Saved entries:
◆ ◆ ◆ ◆ ◆ ◆ ◆

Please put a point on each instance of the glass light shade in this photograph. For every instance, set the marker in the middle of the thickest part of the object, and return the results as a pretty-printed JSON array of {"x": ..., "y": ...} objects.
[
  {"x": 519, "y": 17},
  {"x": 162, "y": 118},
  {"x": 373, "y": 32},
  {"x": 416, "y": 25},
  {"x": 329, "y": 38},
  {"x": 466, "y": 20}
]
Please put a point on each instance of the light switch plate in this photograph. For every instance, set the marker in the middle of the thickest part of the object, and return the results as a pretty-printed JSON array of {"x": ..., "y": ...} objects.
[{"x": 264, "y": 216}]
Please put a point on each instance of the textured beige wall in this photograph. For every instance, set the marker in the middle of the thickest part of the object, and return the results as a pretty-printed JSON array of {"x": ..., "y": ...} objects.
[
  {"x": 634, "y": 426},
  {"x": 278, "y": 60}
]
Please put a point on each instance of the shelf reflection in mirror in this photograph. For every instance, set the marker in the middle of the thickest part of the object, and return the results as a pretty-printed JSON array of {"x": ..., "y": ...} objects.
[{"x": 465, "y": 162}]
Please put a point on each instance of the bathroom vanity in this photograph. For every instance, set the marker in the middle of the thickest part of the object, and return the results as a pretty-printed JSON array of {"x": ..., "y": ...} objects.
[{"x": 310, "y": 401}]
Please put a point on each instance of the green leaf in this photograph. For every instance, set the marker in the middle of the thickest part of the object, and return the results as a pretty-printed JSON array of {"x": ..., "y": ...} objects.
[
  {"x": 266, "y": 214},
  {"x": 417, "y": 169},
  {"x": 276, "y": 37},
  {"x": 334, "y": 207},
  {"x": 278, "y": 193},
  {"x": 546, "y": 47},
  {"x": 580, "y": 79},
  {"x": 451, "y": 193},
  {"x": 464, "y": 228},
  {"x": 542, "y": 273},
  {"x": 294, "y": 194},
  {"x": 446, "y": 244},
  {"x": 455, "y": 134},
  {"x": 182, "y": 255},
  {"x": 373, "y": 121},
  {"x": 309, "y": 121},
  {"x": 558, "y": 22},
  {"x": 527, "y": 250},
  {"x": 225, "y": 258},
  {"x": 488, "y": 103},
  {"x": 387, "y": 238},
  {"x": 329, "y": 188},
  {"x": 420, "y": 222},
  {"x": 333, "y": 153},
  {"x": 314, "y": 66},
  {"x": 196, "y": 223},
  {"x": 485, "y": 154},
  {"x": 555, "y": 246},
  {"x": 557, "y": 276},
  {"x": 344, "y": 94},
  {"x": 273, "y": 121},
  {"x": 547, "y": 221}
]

◆ ◆ ◆ ◆ ◆ ◆ ◆

→ Exercise aim:
Every entry must come back exactly as written above.

→ Task result:
Please put a point on each instance of the glass light shade in this photograph. For every instance, set the marker in the middle of the thickest part of the object, and return the results as a pretty-printed JSON array of {"x": ..., "y": ...} objects.
[
  {"x": 519, "y": 17},
  {"x": 162, "y": 118},
  {"x": 373, "y": 32},
  {"x": 416, "y": 25},
  {"x": 329, "y": 38},
  {"x": 466, "y": 20}
]
Please put a point on each instance of the light switch plate in this photograph. For every instance, set the marker in the middle of the thickest part of the object, and return the results as a pretty-printed JSON array of {"x": ..., "y": ...} objects.
[{"x": 264, "y": 216}]
Please put a point on each instance of the textured beige wall in this photograph. For every instance, set the marker in the middle of the thickest part of the object, and return the results as a pretty-printed JSON array of {"x": ..., "y": ...} objects.
[
  {"x": 634, "y": 426},
  {"x": 278, "y": 60}
]
Please put a point on each instance of the shelf reflection in mirror in this photograph. For every instance, set the marker in the middle of the thickest part of the object, and return the results as a pretty-printed JSON array of {"x": ..., "y": ...} objects.
[{"x": 465, "y": 162}]
Please put a point on each instance of the bathroom vanity in this photograph. For every instance, set the marker in the middle of the thickest part of the object, and return the results as a pretty-printed JSON array of {"x": ..., "y": ...} objects.
[{"x": 310, "y": 401}]
Please put a point on each instance of the green leaf in this photograph. For every instance, set the marker in the middle of the thickest part of the object, and return the results as a pretty-printed JSON array of {"x": ..., "y": ...} objects.
[
  {"x": 266, "y": 214},
  {"x": 417, "y": 169},
  {"x": 276, "y": 37},
  {"x": 334, "y": 207},
  {"x": 278, "y": 193},
  {"x": 546, "y": 47},
  {"x": 580, "y": 79},
  {"x": 451, "y": 193},
  {"x": 464, "y": 228},
  {"x": 542, "y": 273},
  {"x": 294, "y": 194},
  {"x": 446, "y": 244},
  {"x": 455, "y": 134},
  {"x": 182, "y": 255},
  {"x": 373, "y": 121},
  {"x": 309, "y": 121},
  {"x": 558, "y": 22},
  {"x": 527, "y": 250},
  {"x": 225, "y": 258},
  {"x": 488, "y": 103},
  {"x": 387, "y": 238},
  {"x": 329, "y": 188},
  {"x": 420, "y": 222},
  {"x": 333, "y": 153},
  {"x": 314, "y": 66},
  {"x": 196, "y": 223},
  {"x": 485, "y": 154},
  {"x": 555, "y": 246},
  {"x": 557, "y": 276},
  {"x": 344, "y": 94},
  {"x": 273, "y": 121},
  {"x": 547, "y": 221}
]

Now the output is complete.